To do ->
[1] Please answer these about the stay-at-home reflection:
(a) What was one of the highlights the writer names?
(b) What got cleaned in both houses?
(c) What was the writer doing while reflecting on work?
[2] Carry on the stay-at-home reflection from its final sentence.

Page text ->
╔══

One of the highlights for me (there were many) was making connections with people around the state through virtual support and networking. I also know that I said many times, “I will never have this amount of time off again.”  I am going to embrace it and enjoy it.  With that came a bit of guilt.

When I reflect on those weeks leading up to reopening, and I wondered if this is what public school teachers feel like when school reopens.  I was anxious, butterflies, and concerned.  Was the new system going to work?  Was I going to be able to manage the illness without making people angry? (probably not) Can I social distance from parents while still taking temperatures and checking in. 

It was a delicate balance between doing what is safe and healthy for all and developmentally appropriate for very young children.

 The bright spots personally were the closets and nooks and crannies that got cleaned in both our houses. It was a tremendous amount of time I had to reflect on my work while I scanned old photos and packed up old junk. 

I also did a tremendous mental cleanse.  Throughout the time of the stay at home order, I went through some significant business changes that resulted in time spent letting go. It took lots of anger, sadness, talking, and tears to get through to the other side—the side where I come out healthier, happier, and more balanced than ever before.

╚══

Given data ->
╔══

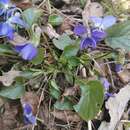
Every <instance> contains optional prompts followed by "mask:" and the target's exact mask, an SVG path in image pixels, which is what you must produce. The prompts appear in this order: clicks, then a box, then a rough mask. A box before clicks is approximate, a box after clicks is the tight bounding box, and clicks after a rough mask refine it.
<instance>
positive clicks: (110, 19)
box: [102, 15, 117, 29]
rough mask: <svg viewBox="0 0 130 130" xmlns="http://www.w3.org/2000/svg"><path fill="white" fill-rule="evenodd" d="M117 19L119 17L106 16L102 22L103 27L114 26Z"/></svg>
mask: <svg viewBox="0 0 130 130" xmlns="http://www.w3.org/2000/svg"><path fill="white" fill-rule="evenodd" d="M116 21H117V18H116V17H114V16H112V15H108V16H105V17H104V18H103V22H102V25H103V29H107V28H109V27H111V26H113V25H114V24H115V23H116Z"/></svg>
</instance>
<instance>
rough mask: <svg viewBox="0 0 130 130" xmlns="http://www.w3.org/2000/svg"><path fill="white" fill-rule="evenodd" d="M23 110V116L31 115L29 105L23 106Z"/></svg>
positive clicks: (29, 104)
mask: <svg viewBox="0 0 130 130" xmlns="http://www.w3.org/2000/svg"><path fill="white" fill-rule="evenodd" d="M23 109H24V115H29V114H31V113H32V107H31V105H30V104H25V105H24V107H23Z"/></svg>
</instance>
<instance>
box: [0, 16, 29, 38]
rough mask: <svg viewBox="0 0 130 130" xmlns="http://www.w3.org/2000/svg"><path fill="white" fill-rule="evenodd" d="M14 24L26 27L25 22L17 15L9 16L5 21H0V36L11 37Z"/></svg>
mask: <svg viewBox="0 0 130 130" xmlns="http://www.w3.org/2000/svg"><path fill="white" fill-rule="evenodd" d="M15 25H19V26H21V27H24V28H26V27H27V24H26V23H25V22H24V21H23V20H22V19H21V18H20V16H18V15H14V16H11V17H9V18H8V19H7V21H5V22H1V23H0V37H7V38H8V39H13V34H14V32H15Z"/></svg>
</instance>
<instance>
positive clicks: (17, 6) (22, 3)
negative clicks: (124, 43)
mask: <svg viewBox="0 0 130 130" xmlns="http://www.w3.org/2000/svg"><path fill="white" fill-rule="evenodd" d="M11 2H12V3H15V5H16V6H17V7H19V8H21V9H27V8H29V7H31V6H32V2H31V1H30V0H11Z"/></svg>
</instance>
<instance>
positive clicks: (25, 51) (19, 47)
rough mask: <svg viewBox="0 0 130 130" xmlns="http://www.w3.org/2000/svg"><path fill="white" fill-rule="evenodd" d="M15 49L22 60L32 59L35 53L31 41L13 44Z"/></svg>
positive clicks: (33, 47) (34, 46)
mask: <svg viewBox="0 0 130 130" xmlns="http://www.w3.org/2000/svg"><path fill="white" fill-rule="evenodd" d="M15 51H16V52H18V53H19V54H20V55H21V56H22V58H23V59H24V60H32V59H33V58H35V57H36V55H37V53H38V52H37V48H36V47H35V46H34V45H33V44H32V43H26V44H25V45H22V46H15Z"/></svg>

╚══

Results of the exercise ->
[1]
(a) Making connections with people around the state through virtual support and networking.
(b) The closets and nooks and crannies.
(c) Scanning old photos and packing up old junk.

[2]
Little did I know that over time the love I had for myself had deteriorated without me knowing. Little by little, I had been worn down, I took some time to learn to love myself again. I realized that people only understand their level of perception; any explanation from me won’t matter.

The thing is- perception is not reality. It may be one person’s reality, but not my reality. What helps guide me are my goals or mantras.

I have a few simple goals in life.

1.    Be a good person

2.    Make a difference in other people’s lives.

3.    Be kind even when it is hard to be.

4.    Live appreciatively, joyfully, and optimistically.

5.    Laugh often

6.    You are worthy. Don’t let anyone tell you otherwise.

The moral of the story.  Ask yourself often.  What is something good that happened this week? This Month?  This year?